Work instruction: Summarize the passage on the cellphone evidence appeal in two sentences.
──────── Text passage
Police eventually arrested the defendant and charged him with attempted rape and other offenses. The defendant filed a pretrial motion seeking suppression of evidence from the “phone dump” conducted by the police during the interview. At the hearing, the trial court granted the defendant’s pretrial suppression motion, suppressing all the evidence that was seized from the defendant’s cellphone. The Commonwealth filed an appeal and argued that this suppression order substantially handicapped its prosecution.
The Superior Court’s Panel Decision
On appeal, the Commonwealth argued that “[c]ommon sense and a view of the surrounding situation would indicate to any reasonable, semi-intelligent person that if a request is being made of him, the converse option is also a possible right available to him.” The defendant argued that the consent form that he signed “did not advise him what his rights where, and [the detective] never told him that he was free to leave and free to withhold consent.” A three-member panel of the Superior Court agreed with the defendant and affirmed the trial court’s decision. The Commonwealth then filed an application for re-argument with a full panel of the Superior Court.
────────────────
──────── Information supplied
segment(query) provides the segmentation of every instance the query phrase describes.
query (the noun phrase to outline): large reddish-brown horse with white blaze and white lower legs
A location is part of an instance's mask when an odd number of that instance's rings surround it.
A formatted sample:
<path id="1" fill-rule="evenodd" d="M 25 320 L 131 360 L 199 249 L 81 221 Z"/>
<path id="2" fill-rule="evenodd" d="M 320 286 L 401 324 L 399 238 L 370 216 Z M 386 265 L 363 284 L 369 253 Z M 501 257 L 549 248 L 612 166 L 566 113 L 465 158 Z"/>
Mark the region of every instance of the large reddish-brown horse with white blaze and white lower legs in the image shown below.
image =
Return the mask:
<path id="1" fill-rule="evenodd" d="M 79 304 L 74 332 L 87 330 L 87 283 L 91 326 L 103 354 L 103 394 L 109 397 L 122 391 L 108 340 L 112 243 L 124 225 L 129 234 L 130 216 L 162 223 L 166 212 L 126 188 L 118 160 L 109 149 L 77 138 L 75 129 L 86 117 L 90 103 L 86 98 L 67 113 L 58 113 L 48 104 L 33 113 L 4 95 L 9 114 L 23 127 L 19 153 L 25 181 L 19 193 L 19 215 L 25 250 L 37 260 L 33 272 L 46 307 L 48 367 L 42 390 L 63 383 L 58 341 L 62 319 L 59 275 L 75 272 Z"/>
────────────────
──────── Information supplied
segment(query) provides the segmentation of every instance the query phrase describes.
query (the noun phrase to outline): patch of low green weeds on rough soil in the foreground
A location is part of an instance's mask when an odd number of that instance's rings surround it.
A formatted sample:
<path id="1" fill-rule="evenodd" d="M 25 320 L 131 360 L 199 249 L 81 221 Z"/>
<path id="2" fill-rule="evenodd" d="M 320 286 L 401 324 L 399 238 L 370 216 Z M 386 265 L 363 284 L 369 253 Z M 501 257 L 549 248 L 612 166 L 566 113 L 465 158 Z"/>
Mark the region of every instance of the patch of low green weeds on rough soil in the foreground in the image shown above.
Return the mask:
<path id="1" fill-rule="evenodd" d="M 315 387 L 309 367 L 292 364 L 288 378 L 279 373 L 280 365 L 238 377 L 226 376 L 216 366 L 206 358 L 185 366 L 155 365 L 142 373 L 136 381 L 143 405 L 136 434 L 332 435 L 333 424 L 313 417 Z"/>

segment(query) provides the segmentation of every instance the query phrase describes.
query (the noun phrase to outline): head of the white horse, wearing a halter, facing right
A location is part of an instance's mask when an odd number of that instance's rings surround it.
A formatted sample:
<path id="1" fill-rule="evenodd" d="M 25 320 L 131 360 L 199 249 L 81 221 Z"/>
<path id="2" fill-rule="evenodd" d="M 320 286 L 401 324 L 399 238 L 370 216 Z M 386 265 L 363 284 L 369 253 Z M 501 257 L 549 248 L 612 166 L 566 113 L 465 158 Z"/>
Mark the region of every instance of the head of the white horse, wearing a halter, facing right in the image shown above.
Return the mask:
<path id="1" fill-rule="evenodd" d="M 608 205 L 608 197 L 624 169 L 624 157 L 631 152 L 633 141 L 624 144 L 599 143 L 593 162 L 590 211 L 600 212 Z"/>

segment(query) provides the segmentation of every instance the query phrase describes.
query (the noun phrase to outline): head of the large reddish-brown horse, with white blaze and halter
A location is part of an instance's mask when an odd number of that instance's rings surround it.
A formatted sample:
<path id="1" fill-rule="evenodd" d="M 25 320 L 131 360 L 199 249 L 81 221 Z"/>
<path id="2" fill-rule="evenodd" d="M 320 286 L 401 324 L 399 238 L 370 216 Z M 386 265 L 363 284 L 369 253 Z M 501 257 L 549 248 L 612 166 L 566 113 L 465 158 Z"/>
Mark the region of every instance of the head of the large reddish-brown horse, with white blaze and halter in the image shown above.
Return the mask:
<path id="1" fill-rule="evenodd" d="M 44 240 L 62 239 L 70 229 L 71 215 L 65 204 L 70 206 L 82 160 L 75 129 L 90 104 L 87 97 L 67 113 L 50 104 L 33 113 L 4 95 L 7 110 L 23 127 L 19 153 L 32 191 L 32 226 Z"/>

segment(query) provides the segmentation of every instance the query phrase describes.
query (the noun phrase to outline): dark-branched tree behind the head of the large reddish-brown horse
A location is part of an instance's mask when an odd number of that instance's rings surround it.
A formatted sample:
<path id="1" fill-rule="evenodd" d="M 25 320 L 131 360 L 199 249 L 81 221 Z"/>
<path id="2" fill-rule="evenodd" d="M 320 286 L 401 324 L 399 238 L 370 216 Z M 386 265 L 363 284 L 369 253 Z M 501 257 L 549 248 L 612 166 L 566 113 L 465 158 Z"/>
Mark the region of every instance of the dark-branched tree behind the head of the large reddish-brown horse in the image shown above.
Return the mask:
────────────────
──────── Information supplied
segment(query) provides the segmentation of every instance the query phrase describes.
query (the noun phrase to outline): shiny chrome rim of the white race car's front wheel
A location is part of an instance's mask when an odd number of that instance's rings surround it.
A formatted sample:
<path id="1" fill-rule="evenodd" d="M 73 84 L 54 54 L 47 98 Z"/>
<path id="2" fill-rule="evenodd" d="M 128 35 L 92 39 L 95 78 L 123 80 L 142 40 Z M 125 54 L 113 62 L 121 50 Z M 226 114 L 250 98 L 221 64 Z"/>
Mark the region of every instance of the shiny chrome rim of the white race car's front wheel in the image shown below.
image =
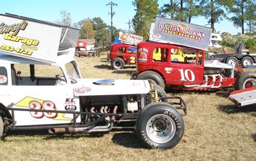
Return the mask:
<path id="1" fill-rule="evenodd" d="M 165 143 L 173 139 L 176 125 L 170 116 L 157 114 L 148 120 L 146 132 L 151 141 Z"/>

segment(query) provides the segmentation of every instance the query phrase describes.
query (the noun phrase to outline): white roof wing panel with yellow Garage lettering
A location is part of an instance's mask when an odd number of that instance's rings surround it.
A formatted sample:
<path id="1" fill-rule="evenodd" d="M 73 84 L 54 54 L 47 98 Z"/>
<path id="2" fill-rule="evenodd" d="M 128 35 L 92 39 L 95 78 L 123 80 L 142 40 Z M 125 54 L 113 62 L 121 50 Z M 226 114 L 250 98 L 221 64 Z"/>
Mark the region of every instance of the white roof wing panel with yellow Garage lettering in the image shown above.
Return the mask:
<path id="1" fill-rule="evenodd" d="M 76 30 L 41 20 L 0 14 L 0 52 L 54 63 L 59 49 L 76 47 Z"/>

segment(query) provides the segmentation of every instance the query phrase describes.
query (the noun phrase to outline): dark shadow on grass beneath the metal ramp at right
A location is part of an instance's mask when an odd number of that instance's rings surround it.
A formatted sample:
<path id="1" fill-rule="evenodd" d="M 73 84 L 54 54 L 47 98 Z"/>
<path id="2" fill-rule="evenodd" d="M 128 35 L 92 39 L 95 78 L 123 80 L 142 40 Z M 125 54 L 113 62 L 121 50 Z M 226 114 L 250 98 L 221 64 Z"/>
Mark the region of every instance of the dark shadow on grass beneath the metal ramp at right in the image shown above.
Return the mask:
────────────────
Exercise answer: After police charged the defendant with attempted rape and other offenses, the trial court granted his pretrial motion and suppressed all evidence seized from his cellphone. The Commonwealth appealed, but a three-member Superior Court panel accepted the defendant's argument that he was never told of his rights or that he could withhold consent, and it affirmed the decision, after which the Commonwealth applied for re-argument before a full panel.